Rewrite every item below with each occurrence of "green tree" changed to "leafy tree" and everything else left as is. Omit the pictures from your output.
**** Records for the task
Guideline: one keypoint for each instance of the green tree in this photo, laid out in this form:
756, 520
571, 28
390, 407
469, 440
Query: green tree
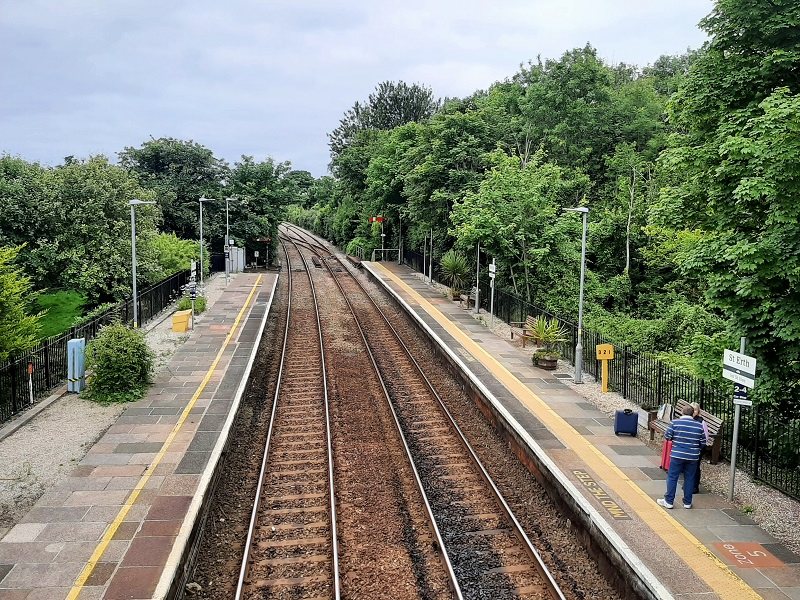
********
▶ _The output_
Guideline: one keypoint for each instance of the leafy tree in this photo, laid out in this form:
756, 520
571, 28
390, 407
469, 440
Query: leafy tree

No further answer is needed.